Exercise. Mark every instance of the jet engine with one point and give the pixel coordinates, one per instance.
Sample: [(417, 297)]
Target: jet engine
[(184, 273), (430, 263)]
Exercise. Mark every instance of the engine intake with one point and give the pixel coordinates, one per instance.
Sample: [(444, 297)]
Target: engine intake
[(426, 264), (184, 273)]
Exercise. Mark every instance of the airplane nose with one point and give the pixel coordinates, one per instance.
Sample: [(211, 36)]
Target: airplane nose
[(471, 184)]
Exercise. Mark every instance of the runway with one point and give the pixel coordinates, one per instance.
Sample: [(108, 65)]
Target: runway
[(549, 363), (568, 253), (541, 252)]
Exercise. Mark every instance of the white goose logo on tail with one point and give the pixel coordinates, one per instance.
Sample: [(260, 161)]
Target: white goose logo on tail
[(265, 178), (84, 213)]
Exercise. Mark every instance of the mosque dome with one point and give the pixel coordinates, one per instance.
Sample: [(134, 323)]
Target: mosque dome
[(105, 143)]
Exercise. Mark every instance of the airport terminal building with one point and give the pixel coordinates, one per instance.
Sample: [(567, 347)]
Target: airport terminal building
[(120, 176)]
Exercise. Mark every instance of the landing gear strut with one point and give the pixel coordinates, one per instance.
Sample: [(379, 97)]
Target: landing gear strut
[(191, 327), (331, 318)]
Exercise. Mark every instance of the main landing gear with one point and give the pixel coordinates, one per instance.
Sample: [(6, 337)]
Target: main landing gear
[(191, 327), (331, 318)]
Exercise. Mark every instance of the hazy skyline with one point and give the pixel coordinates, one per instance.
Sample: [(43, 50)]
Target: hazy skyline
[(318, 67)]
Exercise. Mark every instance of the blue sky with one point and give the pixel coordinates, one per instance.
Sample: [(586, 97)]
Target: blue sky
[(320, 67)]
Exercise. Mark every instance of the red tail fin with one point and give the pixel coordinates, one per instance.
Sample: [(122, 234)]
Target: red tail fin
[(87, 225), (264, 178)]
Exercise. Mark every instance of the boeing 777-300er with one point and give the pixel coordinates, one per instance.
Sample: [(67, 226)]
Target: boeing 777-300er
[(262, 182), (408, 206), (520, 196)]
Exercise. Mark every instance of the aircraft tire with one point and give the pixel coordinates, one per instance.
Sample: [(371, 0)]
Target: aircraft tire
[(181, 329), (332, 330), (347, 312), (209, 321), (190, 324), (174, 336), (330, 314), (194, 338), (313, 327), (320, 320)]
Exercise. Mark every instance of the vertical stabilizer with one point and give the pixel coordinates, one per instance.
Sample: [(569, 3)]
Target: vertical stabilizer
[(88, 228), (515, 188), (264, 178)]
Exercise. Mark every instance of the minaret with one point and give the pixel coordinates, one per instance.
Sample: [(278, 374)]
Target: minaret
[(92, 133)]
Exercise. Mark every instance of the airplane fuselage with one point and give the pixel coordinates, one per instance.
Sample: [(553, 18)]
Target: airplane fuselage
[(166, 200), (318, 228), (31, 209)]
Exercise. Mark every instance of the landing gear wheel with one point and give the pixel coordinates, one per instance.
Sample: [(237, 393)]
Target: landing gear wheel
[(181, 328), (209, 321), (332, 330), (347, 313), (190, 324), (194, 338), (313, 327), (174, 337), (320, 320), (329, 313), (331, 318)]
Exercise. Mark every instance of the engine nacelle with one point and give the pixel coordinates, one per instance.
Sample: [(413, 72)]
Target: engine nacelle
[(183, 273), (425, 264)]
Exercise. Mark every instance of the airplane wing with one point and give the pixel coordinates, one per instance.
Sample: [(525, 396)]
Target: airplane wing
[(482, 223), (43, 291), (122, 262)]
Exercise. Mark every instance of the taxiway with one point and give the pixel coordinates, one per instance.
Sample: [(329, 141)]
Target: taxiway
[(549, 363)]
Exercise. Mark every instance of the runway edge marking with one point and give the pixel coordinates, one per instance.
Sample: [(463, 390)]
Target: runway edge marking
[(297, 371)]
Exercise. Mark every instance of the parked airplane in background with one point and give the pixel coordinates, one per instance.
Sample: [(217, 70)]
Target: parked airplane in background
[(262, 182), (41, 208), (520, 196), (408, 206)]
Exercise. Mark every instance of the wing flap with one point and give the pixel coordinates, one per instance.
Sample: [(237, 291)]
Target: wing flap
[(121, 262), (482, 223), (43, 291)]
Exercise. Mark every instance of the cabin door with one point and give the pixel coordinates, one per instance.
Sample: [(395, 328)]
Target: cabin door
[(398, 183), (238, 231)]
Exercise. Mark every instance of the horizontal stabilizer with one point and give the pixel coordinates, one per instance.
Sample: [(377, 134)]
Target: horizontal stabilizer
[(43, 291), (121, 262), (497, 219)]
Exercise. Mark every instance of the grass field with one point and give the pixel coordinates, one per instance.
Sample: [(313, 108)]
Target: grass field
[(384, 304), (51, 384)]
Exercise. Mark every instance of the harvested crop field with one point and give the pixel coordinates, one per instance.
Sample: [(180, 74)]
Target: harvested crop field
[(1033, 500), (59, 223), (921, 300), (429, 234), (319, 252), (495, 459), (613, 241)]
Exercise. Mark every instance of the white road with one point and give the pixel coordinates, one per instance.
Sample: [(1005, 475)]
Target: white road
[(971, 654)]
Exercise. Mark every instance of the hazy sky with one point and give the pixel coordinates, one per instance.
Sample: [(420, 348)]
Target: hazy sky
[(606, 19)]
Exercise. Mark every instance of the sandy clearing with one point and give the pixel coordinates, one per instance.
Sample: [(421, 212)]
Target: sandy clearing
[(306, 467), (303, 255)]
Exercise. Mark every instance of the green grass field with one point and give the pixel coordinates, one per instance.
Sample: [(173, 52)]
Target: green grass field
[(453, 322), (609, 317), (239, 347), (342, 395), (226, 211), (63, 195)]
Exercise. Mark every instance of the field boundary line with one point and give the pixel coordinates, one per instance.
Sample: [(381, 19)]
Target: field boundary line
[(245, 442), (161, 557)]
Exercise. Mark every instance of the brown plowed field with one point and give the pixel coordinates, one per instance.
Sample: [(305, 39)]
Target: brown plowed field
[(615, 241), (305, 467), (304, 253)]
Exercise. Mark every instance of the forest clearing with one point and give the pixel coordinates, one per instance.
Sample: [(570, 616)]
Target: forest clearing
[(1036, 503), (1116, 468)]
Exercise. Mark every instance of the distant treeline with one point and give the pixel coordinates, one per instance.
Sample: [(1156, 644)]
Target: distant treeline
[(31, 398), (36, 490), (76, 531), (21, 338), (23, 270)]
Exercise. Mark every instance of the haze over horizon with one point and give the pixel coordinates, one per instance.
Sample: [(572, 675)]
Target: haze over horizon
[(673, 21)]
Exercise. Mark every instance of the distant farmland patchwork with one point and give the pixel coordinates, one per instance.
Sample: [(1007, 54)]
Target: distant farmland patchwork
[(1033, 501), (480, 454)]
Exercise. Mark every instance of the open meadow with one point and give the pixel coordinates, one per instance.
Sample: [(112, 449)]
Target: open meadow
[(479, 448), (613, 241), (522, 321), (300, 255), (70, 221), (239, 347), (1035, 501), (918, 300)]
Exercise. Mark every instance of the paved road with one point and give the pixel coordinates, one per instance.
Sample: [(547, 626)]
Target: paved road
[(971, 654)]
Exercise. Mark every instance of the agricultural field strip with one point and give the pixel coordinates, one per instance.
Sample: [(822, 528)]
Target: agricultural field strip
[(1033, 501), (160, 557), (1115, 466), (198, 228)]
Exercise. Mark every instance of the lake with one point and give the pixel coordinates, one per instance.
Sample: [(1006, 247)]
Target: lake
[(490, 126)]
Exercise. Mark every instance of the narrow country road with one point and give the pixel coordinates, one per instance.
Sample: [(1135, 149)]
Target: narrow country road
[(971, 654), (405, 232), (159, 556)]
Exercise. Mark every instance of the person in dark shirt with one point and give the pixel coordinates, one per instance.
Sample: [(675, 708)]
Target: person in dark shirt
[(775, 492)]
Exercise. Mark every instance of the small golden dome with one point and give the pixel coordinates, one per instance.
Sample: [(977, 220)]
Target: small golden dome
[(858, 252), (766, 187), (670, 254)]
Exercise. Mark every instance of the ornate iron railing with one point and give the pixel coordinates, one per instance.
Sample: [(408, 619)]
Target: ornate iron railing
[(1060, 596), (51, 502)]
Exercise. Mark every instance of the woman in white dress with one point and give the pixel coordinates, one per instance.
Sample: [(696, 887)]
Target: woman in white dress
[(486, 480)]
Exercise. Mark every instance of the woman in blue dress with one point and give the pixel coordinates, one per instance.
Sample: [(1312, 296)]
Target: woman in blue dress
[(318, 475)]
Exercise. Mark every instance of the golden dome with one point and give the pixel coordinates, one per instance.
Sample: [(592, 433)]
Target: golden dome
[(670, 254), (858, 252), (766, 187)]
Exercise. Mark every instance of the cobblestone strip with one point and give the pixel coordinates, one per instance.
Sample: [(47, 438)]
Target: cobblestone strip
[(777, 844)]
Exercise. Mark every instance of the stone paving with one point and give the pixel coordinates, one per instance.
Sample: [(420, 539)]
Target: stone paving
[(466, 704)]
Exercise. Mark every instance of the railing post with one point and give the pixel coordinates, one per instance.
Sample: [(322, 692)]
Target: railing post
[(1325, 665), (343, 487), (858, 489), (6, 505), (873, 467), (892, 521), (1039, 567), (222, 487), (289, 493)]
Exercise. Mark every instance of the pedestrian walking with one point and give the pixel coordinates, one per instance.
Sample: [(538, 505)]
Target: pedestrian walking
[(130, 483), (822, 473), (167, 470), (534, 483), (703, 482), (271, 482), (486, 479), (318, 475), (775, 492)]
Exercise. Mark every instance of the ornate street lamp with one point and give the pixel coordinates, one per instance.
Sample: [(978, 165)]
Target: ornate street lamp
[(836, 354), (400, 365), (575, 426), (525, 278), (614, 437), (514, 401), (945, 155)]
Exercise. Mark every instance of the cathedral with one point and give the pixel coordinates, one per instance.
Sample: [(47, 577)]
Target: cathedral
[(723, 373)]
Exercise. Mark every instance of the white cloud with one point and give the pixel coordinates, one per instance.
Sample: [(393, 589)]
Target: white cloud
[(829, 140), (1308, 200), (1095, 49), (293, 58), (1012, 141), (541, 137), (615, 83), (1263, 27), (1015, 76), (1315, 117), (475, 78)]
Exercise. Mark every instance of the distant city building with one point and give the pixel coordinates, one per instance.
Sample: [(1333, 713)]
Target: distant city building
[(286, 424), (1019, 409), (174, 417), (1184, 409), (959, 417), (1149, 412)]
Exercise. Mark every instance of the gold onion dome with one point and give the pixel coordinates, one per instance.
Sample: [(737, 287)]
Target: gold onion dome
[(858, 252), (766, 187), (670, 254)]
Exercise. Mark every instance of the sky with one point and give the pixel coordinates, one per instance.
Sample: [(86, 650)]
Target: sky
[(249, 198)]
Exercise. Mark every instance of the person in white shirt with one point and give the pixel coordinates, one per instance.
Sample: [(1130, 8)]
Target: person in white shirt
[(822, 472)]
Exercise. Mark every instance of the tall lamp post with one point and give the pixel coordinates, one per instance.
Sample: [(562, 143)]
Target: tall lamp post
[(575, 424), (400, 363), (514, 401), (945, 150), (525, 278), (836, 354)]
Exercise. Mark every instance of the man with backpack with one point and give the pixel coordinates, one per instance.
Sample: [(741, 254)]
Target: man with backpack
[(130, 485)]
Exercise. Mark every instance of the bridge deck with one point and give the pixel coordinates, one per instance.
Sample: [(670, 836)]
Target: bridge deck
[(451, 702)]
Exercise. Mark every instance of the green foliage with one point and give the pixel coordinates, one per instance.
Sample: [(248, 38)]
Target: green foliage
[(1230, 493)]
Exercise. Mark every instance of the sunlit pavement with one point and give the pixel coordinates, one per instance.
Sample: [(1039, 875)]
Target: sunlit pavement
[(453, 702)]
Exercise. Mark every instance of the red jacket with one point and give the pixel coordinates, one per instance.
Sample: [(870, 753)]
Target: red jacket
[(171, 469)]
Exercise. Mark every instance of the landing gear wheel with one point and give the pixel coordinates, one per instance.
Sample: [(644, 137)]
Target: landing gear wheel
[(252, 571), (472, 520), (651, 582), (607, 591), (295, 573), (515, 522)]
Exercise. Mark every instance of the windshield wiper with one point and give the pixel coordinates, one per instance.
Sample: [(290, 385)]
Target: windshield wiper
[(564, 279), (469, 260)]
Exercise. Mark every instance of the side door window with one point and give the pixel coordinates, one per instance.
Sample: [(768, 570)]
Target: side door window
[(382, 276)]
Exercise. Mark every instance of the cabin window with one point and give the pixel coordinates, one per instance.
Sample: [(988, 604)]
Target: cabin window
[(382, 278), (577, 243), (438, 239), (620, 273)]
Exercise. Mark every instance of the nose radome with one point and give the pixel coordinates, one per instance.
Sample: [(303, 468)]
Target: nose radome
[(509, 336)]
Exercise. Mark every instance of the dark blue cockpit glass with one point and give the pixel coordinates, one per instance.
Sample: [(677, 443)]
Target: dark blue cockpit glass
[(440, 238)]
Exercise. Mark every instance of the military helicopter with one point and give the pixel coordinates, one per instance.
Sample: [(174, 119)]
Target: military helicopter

⁂

* **Problem**: Please pull out the stretch of the records from the line containing "Exercise. Mark every instance of the vertical" through the line containing "[(549, 363)]", both included, and reproduce those lines word for word.

* **Exercise output**:
Exercise. Mark every instance of the vertical stabilizer with one point and give the pixel coordinates, one per instance.
Sample: [(569, 3)]
Target: vertical stabilizer
[(88, 228), (515, 188), (264, 178)]
Exercise. Mark every instance of the minaret with one point and give the pixel coordinates, one per instance.
Sample: [(278, 374)]
Target: minaret
[(92, 133)]
Exercise. Mark every instance of the airplane fuselage with one point and give the pixel coordinates, one per instance.
Sample: [(553, 18)]
Target: airplane fuselage
[(166, 200), (318, 228), (31, 209)]
Exercise. Mark every instance of the landing gear wheel with one point and give the pixel coordinates, one per instance.
Sample: [(237, 393)]
Target: landing gear wheel
[(181, 328), (209, 321), (332, 330), (347, 313), (190, 324), (194, 338), (313, 327), (174, 337), (320, 320), (329, 313), (331, 318)]
Exercise. Mark every instance of the engine nacelle with one point and give the pixel coordinates, one per instance.
Sample: [(413, 72)]
Target: engine nacelle
[(183, 273), (425, 264)]
Exercise. Mark every instance of the airplane wing with one point and give the pixel coordinates, one per instance.
Sample: [(525, 396)]
Target: airplane wing
[(482, 223), (43, 291), (122, 262)]
Exercise. Mark every instance of the taxiway with one point and give the pixel coordinates, one per instance.
Sample: [(329, 141)]
Target: taxiway
[(549, 363)]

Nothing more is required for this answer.